-- Document passage --
+===+

Moore’s Law has accurately projected the doubling rate of computer power since the 1960s. Before the Singularity, the world will have changed more in a century than it has in the previous thousand centuries. As we approach the Singularity, says Kurzweil, the world will change more in a decade than in a thousand centuries, and as the acceleration continues and we reach the Singularity the world will change more in a year than in all pre-Singularity history.
Here he is in 2016, with the full backing of the tech giant Google behind him as their director of engineering, explaining in aPlayboy interview what we have to look forward to: “As they gain traction in the 2030s, nanobots in the bloodstream will destroy pathogens, remove debris, rid our bodies of clots, clogs and tumors, correct DNA errors and actually reverse the aging process.
I believe we will reach a point around 2029 when medical technologies will add one additional year every year to your life expectancy.” As the rate of progress of medical technology accelerates the years will pile up for decades, centuries, and beyond, possible to forever. At some point it will be prudent to upload your mind—your self, your soul—into a computer to avoid the problems that a biological substrate like a brain entails. When that happens humans will achieve immortality.

+===+

-- Data listing --
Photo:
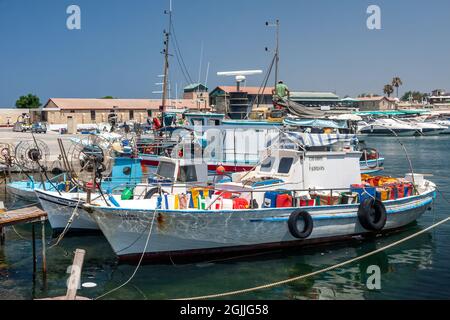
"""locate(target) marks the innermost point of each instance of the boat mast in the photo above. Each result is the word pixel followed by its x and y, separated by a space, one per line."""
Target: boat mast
pixel 277 49
pixel 166 62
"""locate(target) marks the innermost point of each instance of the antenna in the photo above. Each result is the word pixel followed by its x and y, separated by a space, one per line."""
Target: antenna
pixel 240 76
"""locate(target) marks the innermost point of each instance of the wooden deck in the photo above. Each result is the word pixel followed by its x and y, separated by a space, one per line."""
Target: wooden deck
pixel 24 215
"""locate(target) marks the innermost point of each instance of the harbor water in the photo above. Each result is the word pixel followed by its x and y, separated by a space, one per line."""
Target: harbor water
pixel 417 269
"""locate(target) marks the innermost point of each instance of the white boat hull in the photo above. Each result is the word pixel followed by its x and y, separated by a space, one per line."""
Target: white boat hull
pixel 61 208
pixel 27 195
pixel 198 232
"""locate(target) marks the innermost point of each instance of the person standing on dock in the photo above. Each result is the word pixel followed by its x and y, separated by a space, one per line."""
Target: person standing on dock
pixel 281 91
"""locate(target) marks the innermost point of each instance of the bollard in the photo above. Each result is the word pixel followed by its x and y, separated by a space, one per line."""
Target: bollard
pixel 2 236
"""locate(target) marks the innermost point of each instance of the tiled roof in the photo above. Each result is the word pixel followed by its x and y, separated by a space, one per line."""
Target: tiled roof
pixel 124 104
pixel 362 99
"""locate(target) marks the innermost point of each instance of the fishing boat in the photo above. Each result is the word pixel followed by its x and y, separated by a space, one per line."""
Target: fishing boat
pixel 66 201
pixel 424 128
pixel 236 144
pixel 24 189
pixel 293 198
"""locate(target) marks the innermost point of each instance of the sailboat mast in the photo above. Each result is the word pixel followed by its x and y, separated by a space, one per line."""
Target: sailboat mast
pixel 166 62
pixel 277 51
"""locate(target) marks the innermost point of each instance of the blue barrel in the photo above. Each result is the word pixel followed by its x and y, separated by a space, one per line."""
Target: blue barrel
pixel 270 199
pixel 365 193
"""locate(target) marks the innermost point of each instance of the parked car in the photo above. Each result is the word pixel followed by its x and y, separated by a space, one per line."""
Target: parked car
pixel 39 127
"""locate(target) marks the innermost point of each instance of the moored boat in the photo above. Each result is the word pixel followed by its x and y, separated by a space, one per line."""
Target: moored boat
pixel 307 212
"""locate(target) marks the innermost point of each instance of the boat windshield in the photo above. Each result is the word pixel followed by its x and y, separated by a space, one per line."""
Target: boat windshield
pixel 187 174
pixel 285 165
pixel 266 165
pixel 166 170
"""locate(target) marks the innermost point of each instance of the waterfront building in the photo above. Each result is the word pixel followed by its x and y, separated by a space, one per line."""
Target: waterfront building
pixel 90 111
pixel 9 116
pixel 199 93
pixel 377 103
pixel 220 97
pixel 316 99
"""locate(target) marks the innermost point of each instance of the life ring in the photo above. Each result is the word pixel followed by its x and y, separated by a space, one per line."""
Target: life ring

+===+

-- Work order 1 --
Answer these questions from the passage on Kurzweil and the Singularity.
(a) Since when has Moore's Law projected the doubling rate of computer power?
(b) What position did Kurzweil hold at Google in 2016?
(c) Around what year does Kurzweil believe medical technologies will add one additional year every year to life expectancy?
-- Work order 2 --
Repeat word for word the stretch of the Singularity passage from "Moore’s Law has" through "the aging process.".
-- Work order 3 --
Carry on the passage about Kurzweil and the Singularity from the point where it stops.

-- Exercise answer 1 --
(a) Since the 1960s.
(b) Director of engineering.
(c) Around 2029.

-- Exercise answer 2 --
Moore’s Law has accurately projected the doubling rate of computer power since the 1960s. Before the Singularity, the world will have changed more in a century than it has in the previous thousand centuries. As we approach the Singularity, says Kurzweil, the world will change more in a decade than in a thousand centuries, and as the acceleration continues and we reach the Singularity the world will change more in a year than in all pre-Singularity history.
Here he is in 2016, with the full backing of the tech giant Google behind him as their director of engineering, explaining in aPlayboy interview what we have to look forward to: “As they gain traction in the 2030s, nanobots in the bloodstream will destroy pathogens, remove debris, rid our bodies of clots, clogs and tumors, correct DNA errors and actually reverse the aging process.

-- Exercise answer 3 --
Can we ever be immortalists?
I’m skeptical. Evaluating these science-based immortalities comparatively, cryonics seems like a better bet than mind-uploading only because, intuitively, having my body, brain and connectome preserved, frozen, stored, defrosted, warmed, and reawakened feels more like waking up from a long sleep than does being uploaded into a computer, which would only be a copy of me, no different than a twin, and no twin looks at their sibling and thinks “there I am.”
But cryonics is such a long shot that I would opt for the extropians and transhumanists because at least they suggest a more pragmatic and incremental approach we can employ starting today—diet, exercise, and lifestyle changes. So let’s continue along that path and see how far we can get.
Ultimately, however, entropy will get us in the long run, if not the short. Although diet, exercise, and lifestyle are all good things to do to lead a long healthy life, I have serious doubts that they can extend life much beyond current limit of about 125 years. When that barrier is breached—by decades or centuries—skeptics will become believers. In the meantime, whether or not there’s a hereafter, we live here and now, so we must make the most of our time by making every day, every encounter, every relationship count, for that is where the true meaning of life is found.
Heavens on Earth: The Scientific Search for the Afterlife, Immortality, and Utopia by Michael Shermer, out now (£14.99, Robinson)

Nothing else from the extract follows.